• [What to work on] Give back the listing below unchanged, every line as it stands, but leave out the picture.
------------------------
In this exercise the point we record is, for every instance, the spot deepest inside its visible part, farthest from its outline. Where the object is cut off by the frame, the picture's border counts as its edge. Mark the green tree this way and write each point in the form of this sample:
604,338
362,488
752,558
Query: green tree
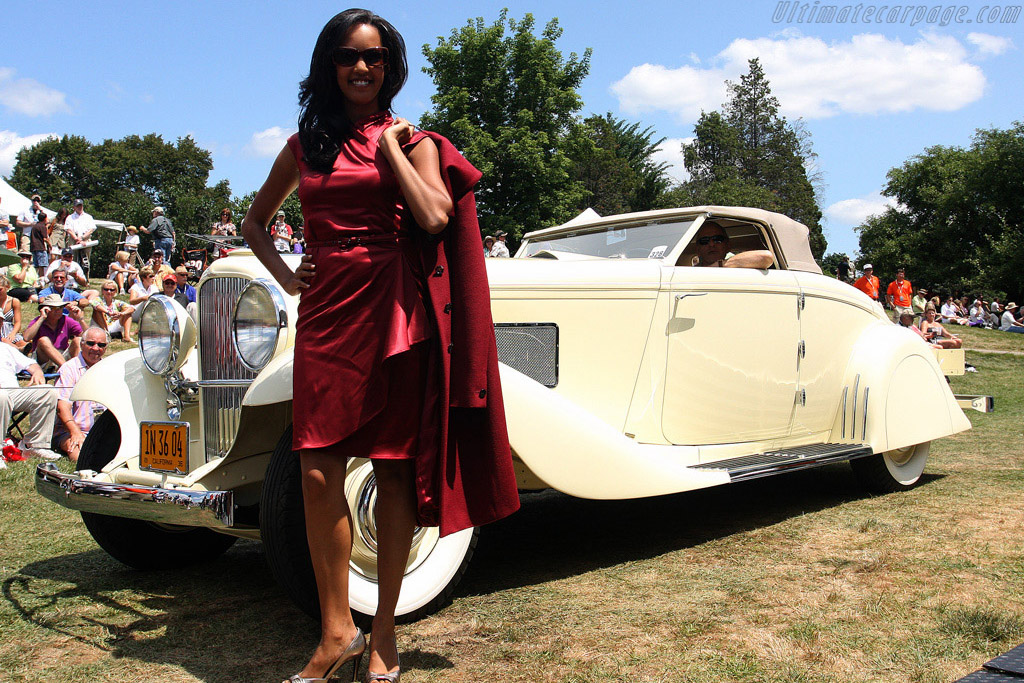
749,155
508,99
960,221
613,160
122,180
------------------------
• [Exercise response]
In this exercise the point we record is, for every instance, the spot deepest inside its visible part, farthest from its outline. Where the object is cut off by the frame, the picture's border counts as its edge. Mark the green tree this way and write each point in the form of this sample:
604,338
362,488
752,558
Query: green tree
749,155
508,99
960,221
613,160
122,180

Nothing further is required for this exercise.